Task description:
Everything in the entries except the pictures must be duplicated exactly.

Provided data:
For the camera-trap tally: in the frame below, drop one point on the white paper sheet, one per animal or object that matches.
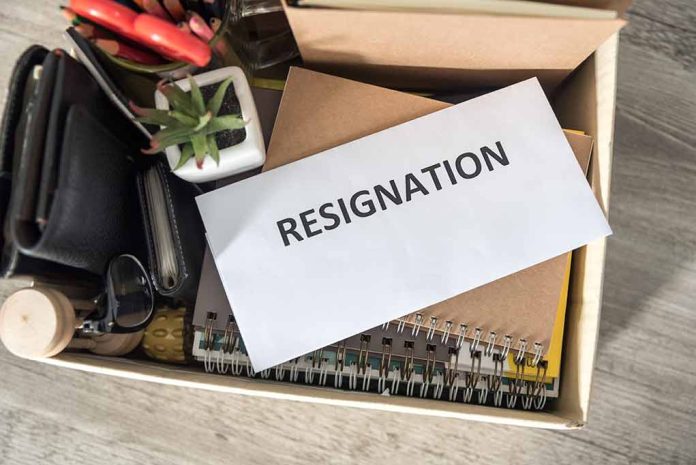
(291, 299)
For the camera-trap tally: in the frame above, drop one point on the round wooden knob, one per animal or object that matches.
(36, 323)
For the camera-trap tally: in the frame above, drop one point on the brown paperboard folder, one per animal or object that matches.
(319, 111)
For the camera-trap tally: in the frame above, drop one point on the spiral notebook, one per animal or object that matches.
(319, 112)
(469, 348)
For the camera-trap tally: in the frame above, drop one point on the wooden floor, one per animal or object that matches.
(644, 397)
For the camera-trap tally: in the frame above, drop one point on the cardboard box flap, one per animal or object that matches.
(439, 49)
(620, 6)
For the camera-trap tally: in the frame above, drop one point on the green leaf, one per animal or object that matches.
(154, 116)
(186, 154)
(184, 119)
(213, 149)
(221, 123)
(177, 98)
(215, 103)
(196, 97)
(172, 132)
(202, 121)
(167, 137)
(200, 148)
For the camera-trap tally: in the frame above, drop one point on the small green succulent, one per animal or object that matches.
(190, 122)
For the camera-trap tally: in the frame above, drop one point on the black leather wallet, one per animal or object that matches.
(174, 232)
(73, 201)
(21, 100)
(94, 213)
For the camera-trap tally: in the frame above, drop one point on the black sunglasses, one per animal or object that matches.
(127, 304)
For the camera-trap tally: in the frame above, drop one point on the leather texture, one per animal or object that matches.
(15, 123)
(187, 231)
(95, 214)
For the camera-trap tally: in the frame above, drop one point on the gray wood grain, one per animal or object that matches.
(644, 396)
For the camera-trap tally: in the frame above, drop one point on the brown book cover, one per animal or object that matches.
(319, 111)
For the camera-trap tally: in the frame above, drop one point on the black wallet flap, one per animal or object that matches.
(95, 213)
(186, 233)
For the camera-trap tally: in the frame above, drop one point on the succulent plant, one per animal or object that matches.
(190, 122)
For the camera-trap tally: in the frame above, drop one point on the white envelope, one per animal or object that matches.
(467, 195)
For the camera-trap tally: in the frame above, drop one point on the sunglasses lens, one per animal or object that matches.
(129, 291)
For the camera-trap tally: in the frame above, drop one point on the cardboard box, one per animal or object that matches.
(584, 101)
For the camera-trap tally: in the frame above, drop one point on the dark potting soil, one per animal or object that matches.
(230, 105)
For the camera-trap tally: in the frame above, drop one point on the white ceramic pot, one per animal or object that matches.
(245, 156)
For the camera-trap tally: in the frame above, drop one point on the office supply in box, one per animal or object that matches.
(390, 359)
(219, 345)
(381, 252)
(584, 101)
(305, 126)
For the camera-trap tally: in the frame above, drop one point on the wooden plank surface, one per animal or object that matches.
(644, 397)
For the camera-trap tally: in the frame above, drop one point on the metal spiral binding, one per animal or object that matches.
(339, 364)
(490, 344)
(417, 325)
(431, 329)
(209, 341)
(472, 377)
(364, 353)
(516, 385)
(475, 341)
(294, 370)
(384, 364)
(227, 347)
(491, 341)
(423, 368)
(446, 332)
(535, 395)
(495, 381)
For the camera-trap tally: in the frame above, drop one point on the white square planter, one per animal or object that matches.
(245, 156)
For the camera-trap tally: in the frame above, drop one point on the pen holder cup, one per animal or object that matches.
(232, 45)
(221, 45)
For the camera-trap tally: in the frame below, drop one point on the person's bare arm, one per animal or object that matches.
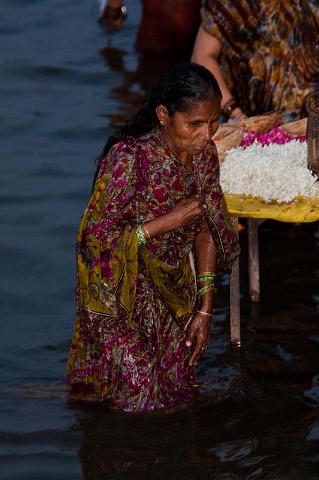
(205, 261)
(206, 52)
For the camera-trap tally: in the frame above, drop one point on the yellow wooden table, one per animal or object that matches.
(301, 210)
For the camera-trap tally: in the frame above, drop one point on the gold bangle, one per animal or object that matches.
(204, 313)
(146, 232)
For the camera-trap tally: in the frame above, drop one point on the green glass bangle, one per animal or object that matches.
(204, 278)
(206, 288)
(141, 240)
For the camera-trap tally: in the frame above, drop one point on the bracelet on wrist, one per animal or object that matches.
(114, 13)
(141, 240)
(206, 288)
(146, 232)
(204, 313)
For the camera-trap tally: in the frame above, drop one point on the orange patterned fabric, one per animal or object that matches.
(270, 57)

Response below:
For the camera-trap tally: in the frame below, drop one point on the white paper sheet, one per animal or object that matches.
(291, 299)
For the camera-trap tally: in the frame above, drop one point on the round wooden knob, one per animal or object that matches.
(36, 323)
For the camera-trap tally: in the frame above, drop one point on the brown paperboard folder, one per animal or object that matches.
(319, 111)
For the camera-trap tally: in the frame above, drop one point on the spiral notebook, one per animal or object that matches.
(319, 112)
(469, 348)
For the camera-trap tally: in the frame above, drop one point on the wooden floor, one per animal or object that matches.
(644, 397)
For the camera-trap tally: in the frame above, drop one point on the cardboard box flap, one per animal or object that matches.
(439, 49)
(620, 6)
For the camera-trap tally: in the frame above, drop one point on the green leaf, one per animal or object that matches.
(154, 116)
(186, 154)
(184, 119)
(213, 149)
(221, 123)
(177, 98)
(215, 103)
(196, 97)
(172, 132)
(202, 121)
(167, 137)
(200, 148)
For the camera-trap tally: in the frame above, drop one point on the small green succulent, one per animal or object that matches.
(190, 122)
For the camera-trap tally: in the frame above, drop one point on the black leather wallet, one per animal or object that matches.
(174, 232)
(73, 201)
(21, 100)
(94, 213)
For the camera-trap tally: in the frame above, drop one point on the black sunglasses, one per animal or object that matches.
(127, 304)
For the camera-trap tally: in the frame above, drop one point on the leather texture, one per animal or object that matches.
(15, 123)
(187, 231)
(95, 214)
For the camera-trap tally: in the frame above, drop one point on the gray wood grain, one per animal or object that matches.
(644, 396)
For the camera-trap tally: in the frame above, drop one point on the brown book cover, one per animal or object that matches.
(319, 111)
For the camera-trap tally: in the frame above, drop one point on the black wallet flap, one per animal or object that matches.
(95, 213)
(186, 233)
For the camera-trap tally: in the frame above, drop one point on the succulent plant, one per animal or object that matches.
(190, 122)
For the camera-trap tally: in the frame above, drop one point on the white envelope, one per animal or object that matches.
(467, 195)
For the camera-trap tally: in the frame above, drop one point on the sunglasses lens, one per animal or object that matches.
(129, 291)
For the camera-trap tally: in the frame above, drop one point on the cardboard box, one per animal or object that matches.
(584, 101)
For the camera-trap tally: in the frame above, drop one point on the dark potting soil, one per animal or object that matches.
(230, 105)
For the camera-trap tally: in the frame above, drop one point on the white ceramic pot, one per animal or object that matches.
(245, 156)
For the camera-trap tally: in the frame above, drop one point on the office supply in box, one per animal or object that matches.
(390, 359)
(219, 345)
(381, 252)
(584, 101)
(305, 126)
For the camera-trap tally: in the frame above, drop one point on the wooden plank surface, one per animal or object that matches.
(644, 397)
For the camera-trap tally: in the frame above, drop one point on the metal spiral binding, one per animal or object that matches.
(339, 364)
(490, 344)
(417, 325)
(431, 329)
(209, 341)
(472, 377)
(364, 353)
(516, 385)
(475, 341)
(294, 370)
(384, 364)
(227, 347)
(491, 341)
(423, 368)
(446, 332)
(535, 395)
(495, 381)
For the camera-trap tally: in the frame above, drop one point on the white square planter, one per animal or object that matches.
(245, 156)
For the camera-trap tally: in the frame above, drop one point on the pen holder cup, one per animal or object that matches.
(232, 45)
(221, 45)
For the camera-trap tally: in the frame below, drop one point on the person's bare arm, one per animal or object that matches.
(205, 261)
(206, 52)
For the camera-trap tally: in the frame above, drop one point on the yellow wooden table, one per animal or object that matches.
(301, 210)
For the camera-trap tally: in the frame above, drop one point on the gold bangle, one per animal or object that matches.
(204, 313)
(146, 232)
For the camera-trap tally: in the frame above, drop one point on the green glass bangle, one per animal or object that matches.
(204, 278)
(206, 288)
(141, 240)
For the camera-trap tally: in the frame above, drop one point on the bracelet on wrist, one per animal or object that matches.
(114, 13)
(141, 240)
(206, 288)
(146, 232)
(204, 313)
For the camera-trap tally: in the frame above, drop one point on the orange patterned fabric, one per animal or object that matches.
(270, 57)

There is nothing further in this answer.